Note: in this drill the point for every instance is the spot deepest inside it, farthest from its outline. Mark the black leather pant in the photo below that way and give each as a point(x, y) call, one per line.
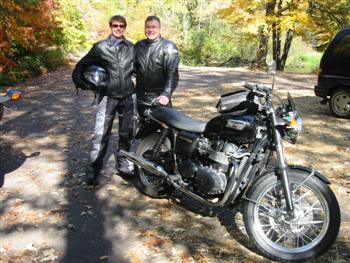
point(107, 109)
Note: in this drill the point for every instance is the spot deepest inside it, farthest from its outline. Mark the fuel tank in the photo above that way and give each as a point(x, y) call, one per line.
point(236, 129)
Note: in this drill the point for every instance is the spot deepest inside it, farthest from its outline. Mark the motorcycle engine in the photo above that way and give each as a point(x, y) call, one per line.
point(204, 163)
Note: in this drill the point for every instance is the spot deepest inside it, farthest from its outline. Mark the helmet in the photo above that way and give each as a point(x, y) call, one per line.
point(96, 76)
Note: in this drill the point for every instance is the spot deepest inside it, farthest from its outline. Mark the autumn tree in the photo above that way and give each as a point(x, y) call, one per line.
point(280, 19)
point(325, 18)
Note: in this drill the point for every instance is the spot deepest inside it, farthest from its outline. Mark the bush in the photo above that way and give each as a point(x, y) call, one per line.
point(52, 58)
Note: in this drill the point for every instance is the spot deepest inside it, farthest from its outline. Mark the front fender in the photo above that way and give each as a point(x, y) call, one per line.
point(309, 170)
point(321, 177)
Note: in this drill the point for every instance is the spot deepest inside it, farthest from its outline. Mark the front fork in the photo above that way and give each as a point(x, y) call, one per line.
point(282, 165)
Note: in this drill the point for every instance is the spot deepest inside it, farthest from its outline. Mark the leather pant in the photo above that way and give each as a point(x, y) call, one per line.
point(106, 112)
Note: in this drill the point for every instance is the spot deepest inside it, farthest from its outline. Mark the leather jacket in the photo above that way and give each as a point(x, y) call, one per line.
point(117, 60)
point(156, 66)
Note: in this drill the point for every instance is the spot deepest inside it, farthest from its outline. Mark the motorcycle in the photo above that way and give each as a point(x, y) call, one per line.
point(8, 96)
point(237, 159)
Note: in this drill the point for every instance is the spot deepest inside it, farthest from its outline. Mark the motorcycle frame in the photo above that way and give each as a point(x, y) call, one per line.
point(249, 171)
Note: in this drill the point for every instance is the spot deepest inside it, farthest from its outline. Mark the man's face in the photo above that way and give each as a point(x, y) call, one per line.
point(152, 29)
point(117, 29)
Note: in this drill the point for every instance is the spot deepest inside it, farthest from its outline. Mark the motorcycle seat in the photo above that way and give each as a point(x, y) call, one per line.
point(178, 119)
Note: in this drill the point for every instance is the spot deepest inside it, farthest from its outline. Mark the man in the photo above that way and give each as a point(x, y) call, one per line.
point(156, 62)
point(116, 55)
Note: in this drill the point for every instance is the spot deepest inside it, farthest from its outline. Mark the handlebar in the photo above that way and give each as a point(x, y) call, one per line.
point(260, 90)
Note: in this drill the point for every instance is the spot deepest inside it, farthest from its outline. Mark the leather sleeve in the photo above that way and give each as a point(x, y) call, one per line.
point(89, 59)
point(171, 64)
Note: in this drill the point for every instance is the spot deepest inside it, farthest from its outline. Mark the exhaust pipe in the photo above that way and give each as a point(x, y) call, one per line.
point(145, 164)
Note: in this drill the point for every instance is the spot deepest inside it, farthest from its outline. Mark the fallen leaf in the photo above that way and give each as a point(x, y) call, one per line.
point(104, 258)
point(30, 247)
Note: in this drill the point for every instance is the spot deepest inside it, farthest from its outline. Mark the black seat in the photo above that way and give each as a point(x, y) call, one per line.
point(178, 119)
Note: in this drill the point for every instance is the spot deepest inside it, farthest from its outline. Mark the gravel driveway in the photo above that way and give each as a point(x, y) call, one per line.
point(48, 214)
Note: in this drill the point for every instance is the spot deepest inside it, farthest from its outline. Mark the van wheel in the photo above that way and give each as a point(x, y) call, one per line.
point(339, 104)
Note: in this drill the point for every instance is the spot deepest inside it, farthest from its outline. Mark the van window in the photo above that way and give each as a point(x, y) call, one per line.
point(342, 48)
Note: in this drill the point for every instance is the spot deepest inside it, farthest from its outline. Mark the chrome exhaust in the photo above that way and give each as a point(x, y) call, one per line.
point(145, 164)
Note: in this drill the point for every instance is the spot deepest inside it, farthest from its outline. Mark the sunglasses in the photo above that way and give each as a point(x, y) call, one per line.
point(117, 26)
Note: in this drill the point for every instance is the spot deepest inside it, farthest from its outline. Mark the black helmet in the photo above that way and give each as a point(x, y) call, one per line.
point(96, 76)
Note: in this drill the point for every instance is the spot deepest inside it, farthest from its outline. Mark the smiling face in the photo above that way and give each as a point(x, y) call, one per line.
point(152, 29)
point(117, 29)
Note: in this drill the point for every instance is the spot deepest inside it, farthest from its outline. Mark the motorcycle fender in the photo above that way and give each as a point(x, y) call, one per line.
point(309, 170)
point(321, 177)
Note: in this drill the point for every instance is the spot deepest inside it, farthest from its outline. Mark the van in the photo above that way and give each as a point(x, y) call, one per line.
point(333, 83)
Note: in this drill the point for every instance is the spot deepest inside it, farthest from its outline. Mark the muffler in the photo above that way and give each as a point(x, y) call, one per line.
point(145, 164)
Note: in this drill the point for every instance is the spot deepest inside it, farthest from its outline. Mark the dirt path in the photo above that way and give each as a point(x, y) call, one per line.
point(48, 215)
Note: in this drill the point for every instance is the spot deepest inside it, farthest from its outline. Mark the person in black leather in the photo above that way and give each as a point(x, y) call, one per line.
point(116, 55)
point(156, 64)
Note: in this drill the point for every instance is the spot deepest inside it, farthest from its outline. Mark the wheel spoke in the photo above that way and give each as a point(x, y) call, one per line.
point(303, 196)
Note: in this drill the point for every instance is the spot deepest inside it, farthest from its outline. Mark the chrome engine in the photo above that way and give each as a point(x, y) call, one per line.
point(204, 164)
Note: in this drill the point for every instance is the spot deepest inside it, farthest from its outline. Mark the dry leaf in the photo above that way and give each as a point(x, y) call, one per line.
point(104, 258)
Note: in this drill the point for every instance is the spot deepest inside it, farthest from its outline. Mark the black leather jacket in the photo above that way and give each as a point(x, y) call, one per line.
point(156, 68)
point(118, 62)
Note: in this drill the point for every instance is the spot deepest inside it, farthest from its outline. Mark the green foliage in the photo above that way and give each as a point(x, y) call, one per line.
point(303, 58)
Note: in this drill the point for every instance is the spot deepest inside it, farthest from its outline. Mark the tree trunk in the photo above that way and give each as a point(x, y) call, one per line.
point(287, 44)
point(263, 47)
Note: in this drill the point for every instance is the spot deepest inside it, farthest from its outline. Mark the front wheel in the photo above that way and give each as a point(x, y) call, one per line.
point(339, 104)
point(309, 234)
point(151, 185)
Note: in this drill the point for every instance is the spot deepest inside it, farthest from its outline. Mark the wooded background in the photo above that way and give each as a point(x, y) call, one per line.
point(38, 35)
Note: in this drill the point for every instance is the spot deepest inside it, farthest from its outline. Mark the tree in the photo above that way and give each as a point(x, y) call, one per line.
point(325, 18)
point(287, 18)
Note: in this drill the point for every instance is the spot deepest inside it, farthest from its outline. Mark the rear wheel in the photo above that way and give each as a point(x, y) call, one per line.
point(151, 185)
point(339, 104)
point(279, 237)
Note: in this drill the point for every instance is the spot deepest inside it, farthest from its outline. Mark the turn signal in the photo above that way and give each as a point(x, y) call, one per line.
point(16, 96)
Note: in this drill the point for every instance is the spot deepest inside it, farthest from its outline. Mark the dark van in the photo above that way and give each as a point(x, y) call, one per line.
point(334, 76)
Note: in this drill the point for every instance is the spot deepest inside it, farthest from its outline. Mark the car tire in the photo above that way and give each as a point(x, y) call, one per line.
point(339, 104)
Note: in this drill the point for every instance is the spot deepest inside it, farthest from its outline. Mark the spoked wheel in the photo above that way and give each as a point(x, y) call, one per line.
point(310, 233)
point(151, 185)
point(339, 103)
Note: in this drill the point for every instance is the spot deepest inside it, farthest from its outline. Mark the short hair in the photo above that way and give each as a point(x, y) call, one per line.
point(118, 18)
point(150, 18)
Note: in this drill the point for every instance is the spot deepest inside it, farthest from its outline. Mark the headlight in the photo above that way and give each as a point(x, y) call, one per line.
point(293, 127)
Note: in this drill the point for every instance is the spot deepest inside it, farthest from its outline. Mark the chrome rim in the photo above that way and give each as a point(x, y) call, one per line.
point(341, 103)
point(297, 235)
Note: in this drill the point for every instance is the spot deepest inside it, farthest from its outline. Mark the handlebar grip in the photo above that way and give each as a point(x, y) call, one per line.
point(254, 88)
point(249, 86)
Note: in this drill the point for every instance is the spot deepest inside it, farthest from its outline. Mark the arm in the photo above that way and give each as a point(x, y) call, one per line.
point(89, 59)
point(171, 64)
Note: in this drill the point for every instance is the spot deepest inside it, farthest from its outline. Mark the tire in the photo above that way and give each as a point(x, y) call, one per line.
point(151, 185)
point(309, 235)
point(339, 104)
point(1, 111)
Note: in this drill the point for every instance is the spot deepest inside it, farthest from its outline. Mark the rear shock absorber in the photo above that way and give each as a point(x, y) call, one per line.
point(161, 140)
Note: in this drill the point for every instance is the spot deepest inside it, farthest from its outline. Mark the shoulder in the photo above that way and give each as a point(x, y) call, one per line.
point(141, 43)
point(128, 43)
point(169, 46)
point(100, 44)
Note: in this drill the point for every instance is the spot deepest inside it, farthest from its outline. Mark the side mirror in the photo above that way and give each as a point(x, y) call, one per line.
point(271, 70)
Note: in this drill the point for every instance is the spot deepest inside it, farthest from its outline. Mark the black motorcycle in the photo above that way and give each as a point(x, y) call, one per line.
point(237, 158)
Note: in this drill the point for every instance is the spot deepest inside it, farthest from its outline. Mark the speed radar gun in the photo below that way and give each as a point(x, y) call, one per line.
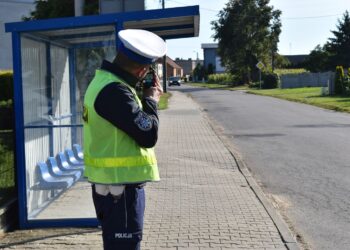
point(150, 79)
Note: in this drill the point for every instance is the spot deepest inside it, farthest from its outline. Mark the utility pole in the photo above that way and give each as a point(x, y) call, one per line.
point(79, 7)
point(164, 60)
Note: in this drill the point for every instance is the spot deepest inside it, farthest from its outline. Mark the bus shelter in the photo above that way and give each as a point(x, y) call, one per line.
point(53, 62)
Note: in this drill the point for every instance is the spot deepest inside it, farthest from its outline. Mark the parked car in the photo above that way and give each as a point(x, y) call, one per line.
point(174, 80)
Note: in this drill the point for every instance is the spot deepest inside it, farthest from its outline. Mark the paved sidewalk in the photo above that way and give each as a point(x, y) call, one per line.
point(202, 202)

★ ★ ★ ★

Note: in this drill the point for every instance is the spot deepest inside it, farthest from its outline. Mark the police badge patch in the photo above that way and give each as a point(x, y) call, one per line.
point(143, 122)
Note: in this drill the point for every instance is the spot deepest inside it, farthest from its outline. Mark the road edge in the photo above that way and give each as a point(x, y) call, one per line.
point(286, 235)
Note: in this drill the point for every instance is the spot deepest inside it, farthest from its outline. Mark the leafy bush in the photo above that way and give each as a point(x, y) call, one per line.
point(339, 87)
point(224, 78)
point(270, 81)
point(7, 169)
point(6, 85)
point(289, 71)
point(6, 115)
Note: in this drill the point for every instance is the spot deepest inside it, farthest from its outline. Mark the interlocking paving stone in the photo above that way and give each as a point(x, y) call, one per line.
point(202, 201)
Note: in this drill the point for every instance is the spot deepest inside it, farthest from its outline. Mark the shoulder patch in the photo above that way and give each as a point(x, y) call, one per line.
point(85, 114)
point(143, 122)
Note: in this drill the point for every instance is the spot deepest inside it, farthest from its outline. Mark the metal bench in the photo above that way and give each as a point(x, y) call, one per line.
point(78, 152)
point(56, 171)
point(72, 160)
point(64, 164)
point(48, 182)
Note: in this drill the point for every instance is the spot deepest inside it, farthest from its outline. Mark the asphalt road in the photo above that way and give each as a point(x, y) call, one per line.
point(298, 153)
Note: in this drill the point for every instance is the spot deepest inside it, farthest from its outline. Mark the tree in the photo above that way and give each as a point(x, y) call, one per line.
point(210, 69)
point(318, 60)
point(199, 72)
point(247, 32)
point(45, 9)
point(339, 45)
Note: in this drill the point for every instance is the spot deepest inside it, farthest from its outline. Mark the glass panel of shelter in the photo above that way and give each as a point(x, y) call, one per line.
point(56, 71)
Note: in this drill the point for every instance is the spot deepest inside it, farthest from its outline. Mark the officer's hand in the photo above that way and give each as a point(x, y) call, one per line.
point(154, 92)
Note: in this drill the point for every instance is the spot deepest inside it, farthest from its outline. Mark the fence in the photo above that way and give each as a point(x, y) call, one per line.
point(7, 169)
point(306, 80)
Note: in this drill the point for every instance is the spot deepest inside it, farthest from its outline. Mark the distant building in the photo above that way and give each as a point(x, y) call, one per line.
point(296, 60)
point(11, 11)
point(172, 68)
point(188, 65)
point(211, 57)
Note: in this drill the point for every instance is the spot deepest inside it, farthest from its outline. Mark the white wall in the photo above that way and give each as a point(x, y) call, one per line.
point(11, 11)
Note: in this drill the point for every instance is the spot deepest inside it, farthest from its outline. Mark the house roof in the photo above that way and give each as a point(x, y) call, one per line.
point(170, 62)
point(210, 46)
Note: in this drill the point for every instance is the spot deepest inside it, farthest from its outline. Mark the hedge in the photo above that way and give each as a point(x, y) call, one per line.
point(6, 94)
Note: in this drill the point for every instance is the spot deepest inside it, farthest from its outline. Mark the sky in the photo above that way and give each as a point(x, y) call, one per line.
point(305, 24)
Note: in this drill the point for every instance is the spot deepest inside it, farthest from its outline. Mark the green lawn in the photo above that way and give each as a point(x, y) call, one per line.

★ ★ ★ ★

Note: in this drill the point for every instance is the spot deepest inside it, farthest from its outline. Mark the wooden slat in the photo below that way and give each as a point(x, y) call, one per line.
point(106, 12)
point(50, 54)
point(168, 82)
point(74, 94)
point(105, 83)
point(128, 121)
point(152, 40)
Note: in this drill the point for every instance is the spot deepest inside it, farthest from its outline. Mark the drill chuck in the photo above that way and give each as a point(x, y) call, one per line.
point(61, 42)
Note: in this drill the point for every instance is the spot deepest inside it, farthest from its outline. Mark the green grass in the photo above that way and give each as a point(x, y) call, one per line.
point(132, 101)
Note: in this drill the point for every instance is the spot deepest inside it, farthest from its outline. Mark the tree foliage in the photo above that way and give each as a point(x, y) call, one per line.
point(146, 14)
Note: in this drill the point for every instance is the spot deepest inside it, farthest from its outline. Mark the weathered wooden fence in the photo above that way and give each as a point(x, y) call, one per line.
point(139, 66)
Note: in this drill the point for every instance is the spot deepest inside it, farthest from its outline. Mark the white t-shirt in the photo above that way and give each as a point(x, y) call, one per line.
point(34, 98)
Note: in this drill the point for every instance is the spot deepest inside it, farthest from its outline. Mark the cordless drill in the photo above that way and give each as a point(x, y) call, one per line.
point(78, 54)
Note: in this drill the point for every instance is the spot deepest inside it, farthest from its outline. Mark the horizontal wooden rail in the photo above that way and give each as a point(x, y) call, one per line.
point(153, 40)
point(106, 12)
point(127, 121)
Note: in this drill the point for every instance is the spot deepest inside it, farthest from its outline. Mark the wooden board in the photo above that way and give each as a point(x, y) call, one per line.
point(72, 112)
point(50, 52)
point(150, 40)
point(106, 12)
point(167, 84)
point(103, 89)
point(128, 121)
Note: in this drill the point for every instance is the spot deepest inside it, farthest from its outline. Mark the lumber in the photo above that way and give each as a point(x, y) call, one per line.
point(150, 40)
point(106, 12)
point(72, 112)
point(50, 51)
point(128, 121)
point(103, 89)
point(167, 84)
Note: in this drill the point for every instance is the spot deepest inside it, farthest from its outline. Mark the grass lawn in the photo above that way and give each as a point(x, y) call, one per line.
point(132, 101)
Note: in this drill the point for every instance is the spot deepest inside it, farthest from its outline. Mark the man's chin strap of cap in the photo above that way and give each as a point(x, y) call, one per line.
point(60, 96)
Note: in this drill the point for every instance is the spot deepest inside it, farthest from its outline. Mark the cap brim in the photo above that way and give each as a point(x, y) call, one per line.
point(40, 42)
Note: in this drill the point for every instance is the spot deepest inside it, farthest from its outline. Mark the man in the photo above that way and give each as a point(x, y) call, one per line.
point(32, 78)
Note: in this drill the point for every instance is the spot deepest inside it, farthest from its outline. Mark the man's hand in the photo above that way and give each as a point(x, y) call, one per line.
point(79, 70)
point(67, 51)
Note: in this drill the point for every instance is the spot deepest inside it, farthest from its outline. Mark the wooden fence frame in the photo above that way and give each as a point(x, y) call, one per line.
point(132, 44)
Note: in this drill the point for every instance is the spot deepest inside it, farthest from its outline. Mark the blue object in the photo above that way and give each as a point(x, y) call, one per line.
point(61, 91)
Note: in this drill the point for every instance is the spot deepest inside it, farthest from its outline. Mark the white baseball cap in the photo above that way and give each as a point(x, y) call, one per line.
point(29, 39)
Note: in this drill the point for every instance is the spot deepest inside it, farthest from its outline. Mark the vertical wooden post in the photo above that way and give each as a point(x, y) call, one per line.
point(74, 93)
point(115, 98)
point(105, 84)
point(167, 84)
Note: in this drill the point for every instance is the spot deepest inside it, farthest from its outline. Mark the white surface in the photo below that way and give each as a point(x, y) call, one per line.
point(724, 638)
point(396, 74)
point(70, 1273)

★ ★ ★ ★

◆ **Written request**:
In the records above, quote without any change the lines that begin with the one containing "the chrome rim" and end with the one containing "point(297, 235)", including both of those lines.

◆ **Expected answer**:
Note: in this drill the point for every instance is the spot deepest inside it, farthest from its outline. Mark the chrome rim in the photo above that way and give each as a point(x, y) call, one per line.
point(341, 103)
point(297, 235)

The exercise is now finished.